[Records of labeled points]

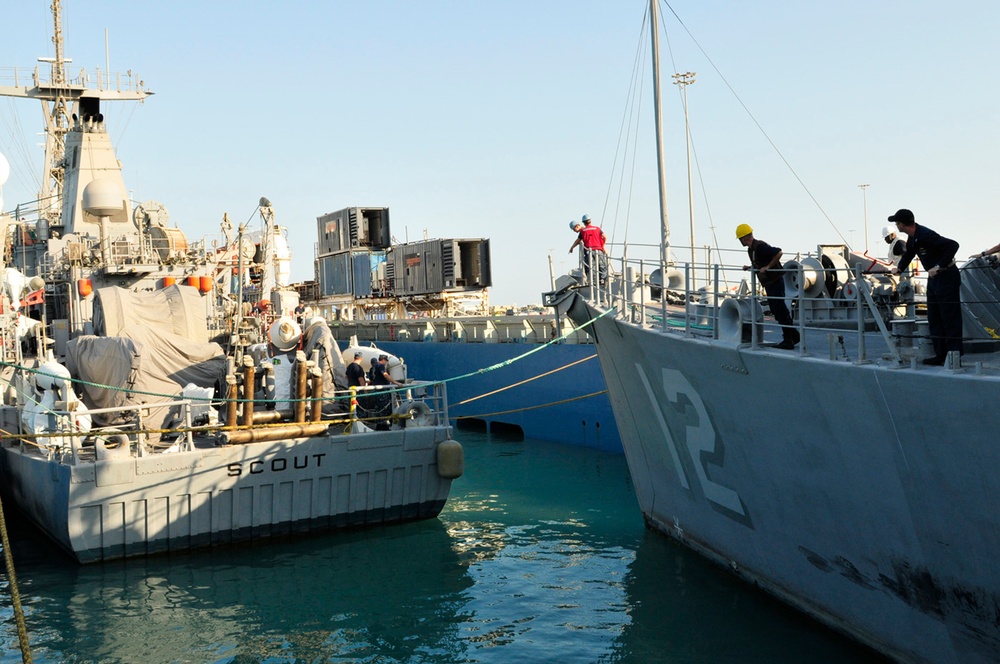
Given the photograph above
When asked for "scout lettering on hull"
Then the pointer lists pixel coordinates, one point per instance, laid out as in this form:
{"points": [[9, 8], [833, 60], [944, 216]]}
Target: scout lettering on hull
{"points": [[275, 465], [235, 421]]}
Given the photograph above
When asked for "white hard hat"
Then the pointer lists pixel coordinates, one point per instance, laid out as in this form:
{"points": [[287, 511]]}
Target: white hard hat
{"points": [[284, 334]]}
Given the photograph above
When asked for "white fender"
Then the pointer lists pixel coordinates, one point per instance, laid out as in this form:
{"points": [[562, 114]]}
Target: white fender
{"points": [[418, 412], [735, 319], [451, 459]]}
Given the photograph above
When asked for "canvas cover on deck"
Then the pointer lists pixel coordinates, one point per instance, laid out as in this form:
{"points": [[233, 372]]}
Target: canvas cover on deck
{"points": [[176, 309], [146, 365]]}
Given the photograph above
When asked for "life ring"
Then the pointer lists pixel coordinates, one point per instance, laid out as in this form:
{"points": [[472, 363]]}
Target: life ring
{"points": [[418, 412]]}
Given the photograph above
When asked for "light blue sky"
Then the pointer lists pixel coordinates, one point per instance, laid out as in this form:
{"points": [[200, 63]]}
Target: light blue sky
{"points": [[501, 120]]}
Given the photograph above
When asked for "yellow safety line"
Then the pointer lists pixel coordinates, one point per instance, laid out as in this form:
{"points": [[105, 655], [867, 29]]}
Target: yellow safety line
{"points": [[527, 380], [521, 410]]}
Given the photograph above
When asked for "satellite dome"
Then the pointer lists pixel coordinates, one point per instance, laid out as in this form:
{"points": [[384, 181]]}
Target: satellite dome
{"points": [[103, 197]]}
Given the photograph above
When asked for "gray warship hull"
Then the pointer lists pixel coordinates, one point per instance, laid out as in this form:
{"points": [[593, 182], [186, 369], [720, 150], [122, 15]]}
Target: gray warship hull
{"points": [[117, 508], [863, 494]]}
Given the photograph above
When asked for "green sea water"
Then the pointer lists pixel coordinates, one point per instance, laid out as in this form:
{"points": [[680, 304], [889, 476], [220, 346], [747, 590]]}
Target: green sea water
{"points": [[541, 555]]}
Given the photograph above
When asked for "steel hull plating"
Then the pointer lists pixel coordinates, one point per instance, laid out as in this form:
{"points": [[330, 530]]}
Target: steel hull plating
{"points": [[865, 496], [569, 419], [101, 510]]}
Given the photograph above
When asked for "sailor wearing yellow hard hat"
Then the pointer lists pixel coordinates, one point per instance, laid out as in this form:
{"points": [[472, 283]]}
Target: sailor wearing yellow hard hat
{"points": [[766, 260]]}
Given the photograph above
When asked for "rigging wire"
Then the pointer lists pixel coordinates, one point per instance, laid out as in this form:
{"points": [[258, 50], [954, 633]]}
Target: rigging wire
{"points": [[638, 66], [758, 124]]}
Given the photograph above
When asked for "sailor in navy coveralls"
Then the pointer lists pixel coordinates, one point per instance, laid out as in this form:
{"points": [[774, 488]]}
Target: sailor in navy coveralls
{"points": [[944, 283]]}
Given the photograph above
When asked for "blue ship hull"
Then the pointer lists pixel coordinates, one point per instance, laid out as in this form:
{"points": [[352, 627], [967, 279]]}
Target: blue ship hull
{"points": [[567, 406]]}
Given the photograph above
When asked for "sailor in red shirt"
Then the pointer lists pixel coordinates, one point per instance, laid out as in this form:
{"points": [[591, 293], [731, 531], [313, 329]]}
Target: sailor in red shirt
{"points": [[592, 238]]}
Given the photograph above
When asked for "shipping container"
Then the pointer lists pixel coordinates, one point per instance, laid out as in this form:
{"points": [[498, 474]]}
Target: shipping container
{"points": [[354, 228], [437, 266], [353, 272]]}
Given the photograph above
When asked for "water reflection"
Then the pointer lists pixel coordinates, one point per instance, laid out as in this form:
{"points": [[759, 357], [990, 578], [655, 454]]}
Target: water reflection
{"points": [[395, 593], [540, 555]]}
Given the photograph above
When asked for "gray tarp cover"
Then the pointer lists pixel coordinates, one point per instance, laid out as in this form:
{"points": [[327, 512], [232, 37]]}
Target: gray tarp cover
{"points": [[176, 309], [143, 359]]}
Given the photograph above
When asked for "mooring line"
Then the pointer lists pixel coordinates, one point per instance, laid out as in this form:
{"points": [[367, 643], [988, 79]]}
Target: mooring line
{"points": [[15, 594], [521, 410]]}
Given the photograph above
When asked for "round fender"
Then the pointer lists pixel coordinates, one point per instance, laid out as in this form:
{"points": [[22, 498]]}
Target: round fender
{"points": [[418, 412], [115, 446], [736, 318], [451, 459]]}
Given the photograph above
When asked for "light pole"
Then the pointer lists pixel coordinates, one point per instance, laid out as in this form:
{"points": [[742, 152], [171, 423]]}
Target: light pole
{"points": [[864, 198], [684, 80]]}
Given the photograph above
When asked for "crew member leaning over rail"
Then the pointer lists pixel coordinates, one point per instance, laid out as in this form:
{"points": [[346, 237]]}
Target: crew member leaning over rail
{"points": [[944, 283], [764, 258]]}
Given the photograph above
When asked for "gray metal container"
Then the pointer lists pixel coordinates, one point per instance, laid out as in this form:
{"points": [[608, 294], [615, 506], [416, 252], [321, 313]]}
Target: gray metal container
{"points": [[353, 227], [436, 266]]}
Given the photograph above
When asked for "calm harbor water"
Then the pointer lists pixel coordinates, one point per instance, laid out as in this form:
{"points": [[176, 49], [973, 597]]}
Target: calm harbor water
{"points": [[541, 555]]}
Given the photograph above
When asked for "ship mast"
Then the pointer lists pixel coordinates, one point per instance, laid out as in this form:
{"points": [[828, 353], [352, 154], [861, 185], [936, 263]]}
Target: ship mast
{"points": [[658, 119], [62, 98], [56, 118]]}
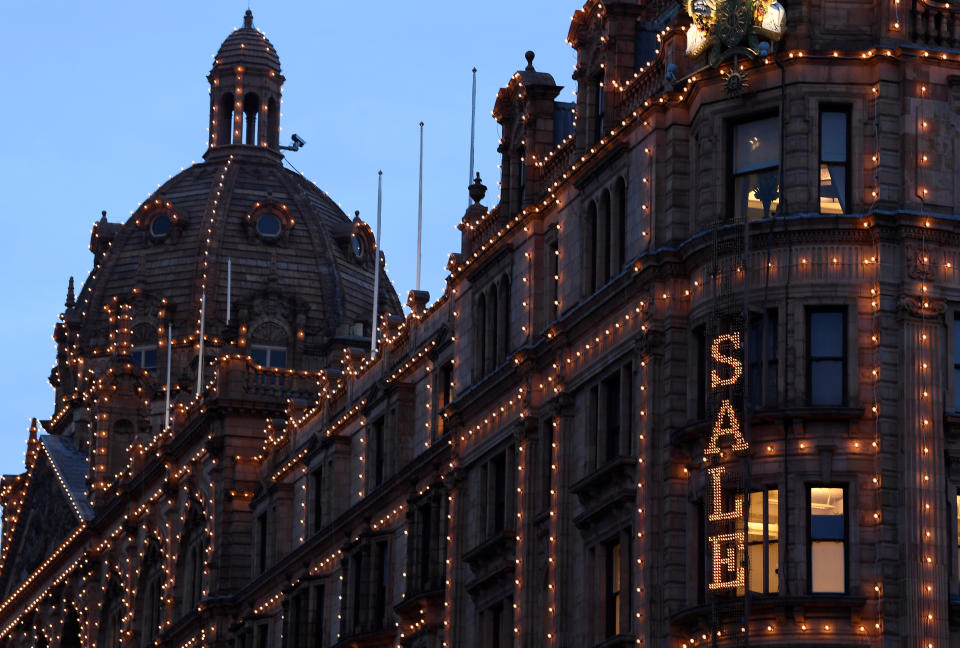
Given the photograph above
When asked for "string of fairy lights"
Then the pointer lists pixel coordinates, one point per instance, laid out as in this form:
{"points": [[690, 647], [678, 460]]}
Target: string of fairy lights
{"points": [[814, 261]]}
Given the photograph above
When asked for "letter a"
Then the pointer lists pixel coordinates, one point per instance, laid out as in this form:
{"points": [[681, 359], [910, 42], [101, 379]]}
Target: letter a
{"points": [[726, 425]]}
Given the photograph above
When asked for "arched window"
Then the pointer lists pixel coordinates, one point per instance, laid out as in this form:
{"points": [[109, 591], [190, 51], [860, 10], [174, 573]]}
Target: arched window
{"points": [[191, 559], [70, 635], [150, 597], [111, 618], [251, 109], [490, 326], [481, 323], [268, 347], [273, 122], [225, 119], [503, 332], [605, 242], [620, 220], [590, 249]]}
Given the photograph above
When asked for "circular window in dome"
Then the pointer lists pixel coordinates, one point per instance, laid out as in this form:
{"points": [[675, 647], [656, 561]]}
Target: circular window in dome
{"points": [[268, 226], [357, 245], [160, 225]]}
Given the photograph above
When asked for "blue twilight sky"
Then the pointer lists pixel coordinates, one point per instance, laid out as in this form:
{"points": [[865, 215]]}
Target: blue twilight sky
{"points": [[107, 99]]}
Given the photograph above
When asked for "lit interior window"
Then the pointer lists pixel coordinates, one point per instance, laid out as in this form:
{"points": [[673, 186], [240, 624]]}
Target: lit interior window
{"points": [[827, 544]]}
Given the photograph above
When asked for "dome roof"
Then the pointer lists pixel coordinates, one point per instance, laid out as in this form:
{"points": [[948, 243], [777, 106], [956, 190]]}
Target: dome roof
{"points": [[248, 46], [296, 266]]}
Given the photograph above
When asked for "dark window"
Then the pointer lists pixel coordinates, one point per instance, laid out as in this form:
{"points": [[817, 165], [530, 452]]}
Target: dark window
{"points": [[611, 390], [756, 162], [426, 545], [834, 162], [590, 249], [319, 593], [160, 225], [499, 510], [262, 541], [268, 226], [700, 342], [316, 500], [828, 528], [645, 45], [826, 379], [762, 359], [956, 363], [382, 582], [268, 356], [378, 452], [612, 595], [600, 103], [145, 357], [763, 541], [553, 279]]}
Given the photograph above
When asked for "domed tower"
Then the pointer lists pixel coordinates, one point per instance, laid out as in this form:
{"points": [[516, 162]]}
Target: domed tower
{"points": [[245, 85], [234, 257]]}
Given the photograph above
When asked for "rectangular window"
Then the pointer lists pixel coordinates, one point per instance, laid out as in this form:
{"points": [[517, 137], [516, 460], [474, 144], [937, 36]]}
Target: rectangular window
{"points": [[498, 468], [262, 541], [553, 279], [700, 342], [756, 169], [611, 441], [762, 359], [614, 589], [382, 581], [956, 363], [763, 536], [145, 357], [828, 532], [826, 376], [316, 500], [265, 356], [834, 162], [378, 452]]}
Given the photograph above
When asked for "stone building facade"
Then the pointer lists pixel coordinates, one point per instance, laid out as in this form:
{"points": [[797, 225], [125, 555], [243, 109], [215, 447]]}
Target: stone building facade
{"points": [[694, 381]]}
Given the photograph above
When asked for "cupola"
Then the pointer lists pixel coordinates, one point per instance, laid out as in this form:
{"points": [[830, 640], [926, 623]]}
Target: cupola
{"points": [[245, 87]]}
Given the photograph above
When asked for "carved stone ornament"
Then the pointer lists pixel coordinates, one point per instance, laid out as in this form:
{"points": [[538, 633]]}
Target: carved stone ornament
{"points": [[721, 26], [927, 307], [917, 267]]}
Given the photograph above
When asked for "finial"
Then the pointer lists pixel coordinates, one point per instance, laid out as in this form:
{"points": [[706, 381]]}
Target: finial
{"points": [[477, 190], [71, 302], [529, 56]]}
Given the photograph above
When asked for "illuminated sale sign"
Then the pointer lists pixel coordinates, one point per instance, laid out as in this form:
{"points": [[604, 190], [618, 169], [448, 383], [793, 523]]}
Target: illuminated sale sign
{"points": [[726, 438]]}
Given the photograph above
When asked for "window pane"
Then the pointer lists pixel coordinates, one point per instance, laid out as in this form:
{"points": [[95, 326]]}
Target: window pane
{"points": [[826, 382], [259, 355], [833, 137], [756, 195], [756, 145], [827, 567], [278, 358], [833, 188], [826, 335], [826, 513]]}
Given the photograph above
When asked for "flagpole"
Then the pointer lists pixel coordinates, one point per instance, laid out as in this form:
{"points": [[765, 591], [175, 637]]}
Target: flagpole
{"points": [[166, 417], [229, 277], [473, 125], [420, 208], [203, 314], [376, 268]]}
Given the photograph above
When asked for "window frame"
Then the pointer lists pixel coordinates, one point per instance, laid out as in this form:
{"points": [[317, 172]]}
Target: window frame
{"points": [[809, 486], [732, 126], [847, 166], [844, 361]]}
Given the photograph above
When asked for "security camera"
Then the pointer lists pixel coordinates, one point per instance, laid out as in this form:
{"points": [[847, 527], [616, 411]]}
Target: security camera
{"points": [[297, 143]]}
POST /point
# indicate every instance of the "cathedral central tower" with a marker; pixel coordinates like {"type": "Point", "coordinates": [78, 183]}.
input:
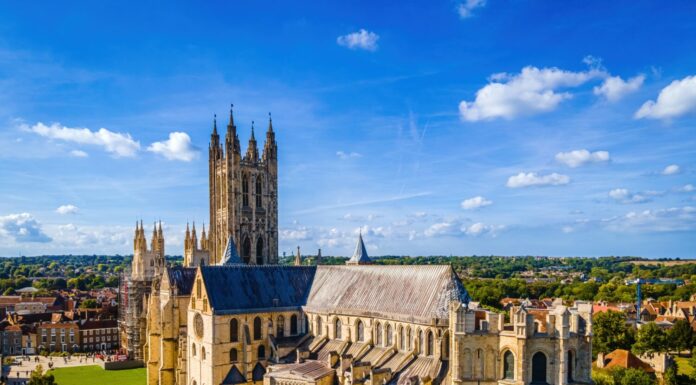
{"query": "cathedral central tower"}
{"type": "Point", "coordinates": [243, 196]}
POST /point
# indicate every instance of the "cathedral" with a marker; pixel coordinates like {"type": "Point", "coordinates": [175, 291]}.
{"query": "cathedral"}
{"type": "Point", "coordinates": [232, 315]}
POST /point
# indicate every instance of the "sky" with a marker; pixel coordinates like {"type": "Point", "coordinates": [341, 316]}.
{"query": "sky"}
{"type": "Point", "coordinates": [475, 127]}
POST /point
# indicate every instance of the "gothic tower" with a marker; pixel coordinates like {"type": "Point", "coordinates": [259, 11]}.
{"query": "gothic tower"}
{"type": "Point", "coordinates": [243, 196]}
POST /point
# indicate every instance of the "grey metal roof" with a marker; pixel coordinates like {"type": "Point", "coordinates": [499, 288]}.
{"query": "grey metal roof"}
{"type": "Point", "coordinates": [181, 278]}
{"type": "Point", "coordinates": [230, 256]}
{"type": "Point", "coordinates": [360, 256]}
{"type": "Point", "coordinates": [407, 293]}
{"type": "Point", "coordinates": [241, 288]}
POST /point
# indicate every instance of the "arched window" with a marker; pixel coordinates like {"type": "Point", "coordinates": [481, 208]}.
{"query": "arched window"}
{"type": "Point", "coordinates": [402, 338]}
{"type": "Point", "coordinates": [429, 349]}
{"type": "Point", "coordinates": [259, 192]}
{"type": "Point", "coordinates": [257, 328]}
{"type": "Point", "coordinates": [420, 342]}
{"type": "Point", "coordinates": [539, 367]}
{"type": "Point", "coordinates": [259, 251]}
{"type": "Point", "coordinates": [261, 352]}
{"type": "Point", "coordinates": [508, 366]}
{"type": "Point", "coordinates": [293, 324]}
{"type": "Point", "coordinates": [245, 190]}
{"type": "Point", "coordinates": [280, 326]}
{"type": "Point", "coordinates": [337, 329]}
{"type": "Point", "coordinates": [234, 330]}
{"type": "Point", "coordinates": [246, 250]}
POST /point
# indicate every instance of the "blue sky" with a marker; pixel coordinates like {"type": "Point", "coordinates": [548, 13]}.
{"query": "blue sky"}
{"type": "Point", "coordinates": [436, 128]}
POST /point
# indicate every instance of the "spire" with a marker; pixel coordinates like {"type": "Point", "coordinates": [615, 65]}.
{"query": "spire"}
{"type": "Point", "coordinates": [360, 256]}
{"type": "Point", "coordinates": [298, 257]}
{"type": "Point", "coordinates": [230, 256]}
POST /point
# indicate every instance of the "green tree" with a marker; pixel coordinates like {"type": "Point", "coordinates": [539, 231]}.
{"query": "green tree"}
{"type": "Point", "coordinates": [611, 332]}
{"type": "Point", "coordinates": [681, 336]}
{"type": "Point", "coordinates": [39, 378]}
{"type": "Point", "coordinates": [650, 339]}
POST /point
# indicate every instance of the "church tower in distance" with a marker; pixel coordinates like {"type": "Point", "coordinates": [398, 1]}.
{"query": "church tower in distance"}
{"type": "Point", "coordinates": [243, 196]}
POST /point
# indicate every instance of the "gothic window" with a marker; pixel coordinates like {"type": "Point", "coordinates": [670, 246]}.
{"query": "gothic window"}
{"type": "Point", "coordinates": [508, 366]}
{"type": "Point", "coordinates": [257, 328]}
{"type": "Point", "coordinates": [259, 251]}
{"type": "Point", "coordinates": [234, 330]}
{"type": "Point", "coordinates": [259, 192]}
{"type": "Point", "coordinates": [429, 349]}
{"type": "Point", "coordinates": [261, 352]}
{"type": "Point", "coordinates": [246, 250]}
{"type": "Point", "coordinates": [293, 324]}
{"type": "Point", "coordinates": [280, 326]}
{"type": "Point", "coordinates": [337, 329]}
{"type": "Point", "coordinates": [245, 191]}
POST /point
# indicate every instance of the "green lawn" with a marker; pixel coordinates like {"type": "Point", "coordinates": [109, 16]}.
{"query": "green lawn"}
{"type": "Point", "coordinates": [96, 375]}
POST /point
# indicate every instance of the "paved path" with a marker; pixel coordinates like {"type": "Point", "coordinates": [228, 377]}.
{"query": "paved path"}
{"type": "Point", "coordinates": [19, 374]}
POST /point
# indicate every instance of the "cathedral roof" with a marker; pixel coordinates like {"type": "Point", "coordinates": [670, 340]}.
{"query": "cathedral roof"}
{"type": "Point", "coordinates": [230, 256]}
{"type": "Point", "coordinates": [408, 293]}
{"type": "Point", "coordinates": [360, 256]}
{"type": "Point", "coordinates": [234, 289]}
{"type": "Point", "coordinates": [182, 278]}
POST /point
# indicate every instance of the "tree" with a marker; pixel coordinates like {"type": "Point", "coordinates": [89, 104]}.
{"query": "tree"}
{"type": "Point", "coordinates": [611, 332]}
{"type": "Point", "coordinates": [681, 337]}
{"type": "Point", "coordinates": [650, 339]}
{"type": "Point", "coordinates": [39, 378]}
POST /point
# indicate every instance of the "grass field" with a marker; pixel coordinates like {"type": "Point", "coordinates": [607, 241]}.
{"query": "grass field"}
{"type": "Point", "coordinates": [96, 375]}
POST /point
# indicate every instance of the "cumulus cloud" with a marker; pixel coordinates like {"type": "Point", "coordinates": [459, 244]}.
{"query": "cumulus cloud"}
{"type": "Point", "coordinates": [527, 179]}
{"type": "Point", "coordinates": [118, 144]}
{"type": "Point", "coordinates": [475, 202]}
{"type": "Point", "coordinates": [467, 7]}
{"type": "Point", "coordinates": [67, 209]}
{"type": "Point", "coordinates": [347, 155]}
{"type": "Point", "coordinates": [672, 169]}
{"type": "Point", "coordinates": [532, 91]}
{"type": "Point", "coordinates": [23, 228]}
{"type": "Point", "coordinates": [177, 147]}
{"type": "Point", "coordinates": [624, 196]}
{"type": "Point", "coordinates": [577, 158]}
{"type": "Point", "coordinates": [362, 39]}
{"type": "Point", "coordinates": [78, 154]}
{"type": "Point", "coordinates": [677, 99]}
{"type": "Point", "coordinates": [614, 88]}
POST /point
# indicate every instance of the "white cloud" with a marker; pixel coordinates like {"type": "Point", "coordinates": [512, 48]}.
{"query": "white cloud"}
{"type": "Point", "coordinates": [362, 39]}
{"type": "Point", "coordinates": [676, 99]}
{"type": "Point", "coordinates": [118, 144]}
{"type": "Point", "coordinates": [533, 90]}
{"type": "Point", "coordinates": [467, 7]}
{"type": "Point", "coordinates": [78, 154]}
{"type": "Point", "coordinates": [347, 155]}
{"type": "Point", "coordinates": [23, 228]}
{"type": "Point", "coordinates": [577, 158]}
{"type": "Point", "coordinates": [615, 88]}
{"type": "Point", "coordinates": [671, 170]}
{"type": "Point", "coordinates": [624, 196]}
{"type": "Point", "coordinates": [177, 147]}
{"type": "Point", "coordinates": [475, 202]}
{"type": "Point", "coordinates": [533, 179]}
{"type": "Point", "coordinates": [67, 209]}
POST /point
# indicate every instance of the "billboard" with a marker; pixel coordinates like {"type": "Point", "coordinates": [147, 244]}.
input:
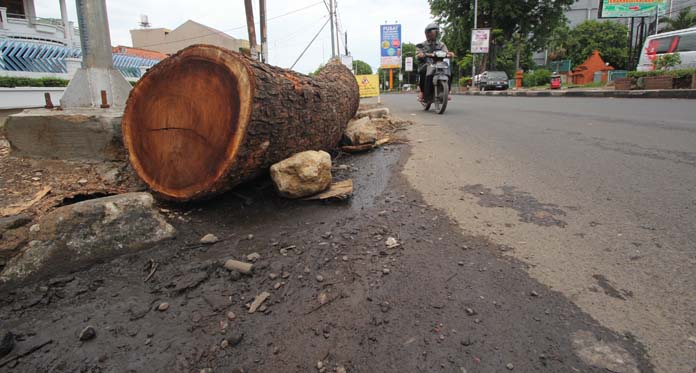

### [What to do]
Extract every line from the records above that contains the string "path".

### [Solution to this exercise]
# indicate every instance of the "paved path" with a marker; pixel coordinates like {"type": "Point", "coordinates": [228, 377]}.
{"query": "paved path"}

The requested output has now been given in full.